Excerpt to read:
--- BEGIN ---

Bug 714671

Summary: rgmanager with central processing behaves differently depending on the order in which services appear in cluster.conf
Product: Red Hat Enterprise Linux 5 Reporter: Julio Entrena Perez <jentrena>
Component: rgmanagerAssignee: Lon Hohberger <lhh>
Status: CLOSED DUPLICATE QA Contact: Cluster QE <mspqa-list>
Severity: medium Docs Contact:
Priority: unspecified    
Version: 5.6CC: cluster-maint, edamato, jentrena
Target Milestone: rc   
Target Release: ---   
Hardware: x86_64   
OS: Linux   
Whiteboard:
Fixed In Version: Doc Type: Bug Fix
Doc Text:
Story Points: ---
Clone Of: Environment:
Last Closed: 2011-06-21 13:43:05 UTC Type: ---
Regression: --- Mount Type: ---
Documentation: --- CRM:
Verified Versions: Category: ---
oVirt Team: --- RHEL 7.3 requirements from Atomic Host:
Cloudforms Team: --- Target Upstream Version:
Attachments:
Description Flags
cluster.conf file that shows the deferred RIND event taking place
none
cluster.conf file that shows the RIND event taking place when expected none

Description Julio Entrena Perez 2011-06-20 12:10:28 UTC
Created attachment 505599 [details]
cluster.conf file that shows the deferred RIND event taking place

> Description of problem:
Depending on the order in which services appear in cluster.conf, rgmanager with central processing defers the RIND script follow-service.sl during a failover.

> Version-Release number of selected component (if applicable):
rgmanager-2.0.52-9.el5_6.1 .

> How reproducible:
Always.

> Steps to Reproduce:
1. Create a cluster.conf file with:
- two nodes 1, 2 and a quorum disk.
- two failover domains:
  - FD1 includes both nodes and prefers the first.

--- END ---

Set problem A:
Pull out every line of the entries below that contains the string "wooden".

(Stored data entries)

--- BEGIN ---

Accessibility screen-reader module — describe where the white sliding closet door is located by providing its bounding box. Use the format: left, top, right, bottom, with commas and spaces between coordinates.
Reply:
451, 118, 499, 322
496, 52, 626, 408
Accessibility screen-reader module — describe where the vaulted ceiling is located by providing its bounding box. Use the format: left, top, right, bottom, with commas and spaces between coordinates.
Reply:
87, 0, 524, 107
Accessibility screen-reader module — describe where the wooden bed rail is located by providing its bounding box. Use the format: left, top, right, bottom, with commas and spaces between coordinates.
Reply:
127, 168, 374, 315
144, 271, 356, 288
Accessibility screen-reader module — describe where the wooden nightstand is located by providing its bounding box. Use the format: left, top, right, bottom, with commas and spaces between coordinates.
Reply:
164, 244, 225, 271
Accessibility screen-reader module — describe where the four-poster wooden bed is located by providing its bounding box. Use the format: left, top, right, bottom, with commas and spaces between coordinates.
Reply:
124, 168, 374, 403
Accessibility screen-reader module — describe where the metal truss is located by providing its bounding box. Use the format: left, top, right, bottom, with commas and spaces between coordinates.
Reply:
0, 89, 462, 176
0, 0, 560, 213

--- END ---

Set problem B:
According to the bug report above, which rgmanager package version is affected?

Exercise answer A:
Accessibility screen-reader module — describe where the wooden bed rail is located by providing its bounding box. Use the format: left, top, right, bottom, with commas and spaces between coordinates.
Accessibility screen-reader module — describe where the wooden nightstand is located by providing its bounding box. Use the format: left, top, right, bottom, with commas and spaces between coordinates.
Accessibility screen-reader module — describe where the four-poster wooden bed is located by providing its bounding box. Use the format: left, top, right, bottom, with commas and spaces between coordinates.

Exercise answer B:
rgmanager-2.0.52-9.el5_6.1